**REQUEST**: Rewrite the data below as a two-column CSV with the headers text and answer. Give one row for each line that begins with #, putting that line's wording in the text field and everything that follows it in the answer field, and enclose each field in quotation marks with any line breaks replaced by spaces.

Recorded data
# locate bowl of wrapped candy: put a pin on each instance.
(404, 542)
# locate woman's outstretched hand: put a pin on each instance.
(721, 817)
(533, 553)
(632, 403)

**REPLY TO THE EXERCISE**:
text,answer
"# locate bowl of wrapped candy: put a pin on each instance.","(404, 542)"
"# locate woman's outstretched hand: put a pin on each instance.","(721, 817) (533, 553) (632, 403)"